It can be confusing at times to get started with machine learning. There are so many terms to use and many of the terms may not be used consistently. This is especially true if you have come from another field of study that may use some of the same terms as machine learning, but they are used differently.
For example: the terms “model parameter” and “model hyperparameter.”
Not having a clear definition for these terms is a common struggle for beginners, especially those that have come from the fields of statistics or economics.
A model parameter is a configuration variable that is internal to the model and whose value can be estimated from data.
- They are required by the model when making predictions.
- Their values define the skill of the model on the problem.
- They are estimated or learned from data.
Parameters are key to machine learning algorithms. They are the part of the model that is learned from historical training data. In the classical machine learning literature, we may think of the model as the hypothesis and the parameters as the tailoring of the hypothesis to a specific set of data.
Often model parameters are estimated using an optimization algorithm, which is a type of efficient search through possible parameter values.
- In statistics, one may assume a distribution for a variable, such as a Gaussian distribution. Two parameters of the Gaussian distribution are the mean and the standard deviation. This holds in machine learning, where these parameters may be estimated from data and used as part of a predictive model.
- In programming, one may pass a parameter to a function. In this case, a parameter is a function argument that could have one of a range of values. In machine learning, the specific model you are using is the function and requires parameters in order to make a prediction on new data.
Whether a model has a fixed or variable number of parameters determines whether it may be referred to as “parametric” or “non-parametric“.
Some examples of model parameters include:
- The weights in an artificial neural network;
- The support vectors in a support vector machine;
- The coefficients in a linear regression or logistic regression.

### Jobs
1 – In the passage on model parameters, copy out the stretch from "- In statistics, one" through "on new data." word for word.
2 – Continue the passage on model parameters and hyperparameters from its last sentence.

### Provided material
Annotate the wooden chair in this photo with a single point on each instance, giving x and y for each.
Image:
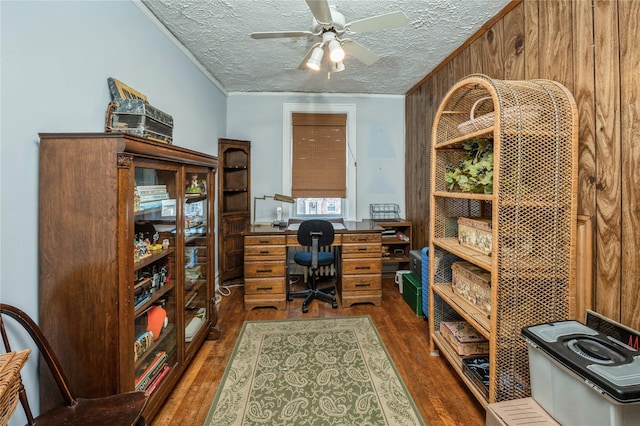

### Answers in order
1 –
- In statistics, one may assume a distribution for a variable, such as a Gaussian distribution. Two parameters of the Gaussian distribution are the mean and the standard deviation. This holds in machine learning, where these parameters may be estimated from data and used as part of a predictive model.
- In programming, one may pass a parameter to a function. In this case, a parameter is a function argument that could have one of a range of values. In machine learning, the specific model you are using is the function and requires parameters in order to make a prediction on new data.

2 –
A model hyperparameter is a configuration that is external to the model and whose value cannot be estimated from data.
- They are often used in processes to help estimate model parameters.
- They can often be set using heuristics.
- They are often tuned for a given predictive modelling problem.
We cannot know the best value for a model hyperparameter on a given problem. We may use rules of thumb, copy values used on other problems, or search for the best value by trial and error.
When a machine learning algorithm is tuned for a specific problem, such as when you are using a grid search or a random search, then you are tuning the hyperparameters of the model in order to discover the parameters of the model that result in the most skilful predictions.
Many models have important parameters which cannot be directly estimated from the data. For example, in the K-nearest neighbour classification model … This type of model parameter is referred to as a tuning parameter because there is no analytical formula available to calculate an appropriate value.
— Page 64–65, Applied Predictive Modeling, 2013
Model hyperparameters are often referred to as model parameters which can make things confusing. A good rule of thumb to overcome this confusion is as follows:
If you have to specify a model parameter manually then
it is probably a model hyperparameter.
Some examples of model hyperparameters include:
- The learning rate for training a neural network;
- The C and sigma hyperparameters for support vector machines;
- The k in k-nearest neighbours.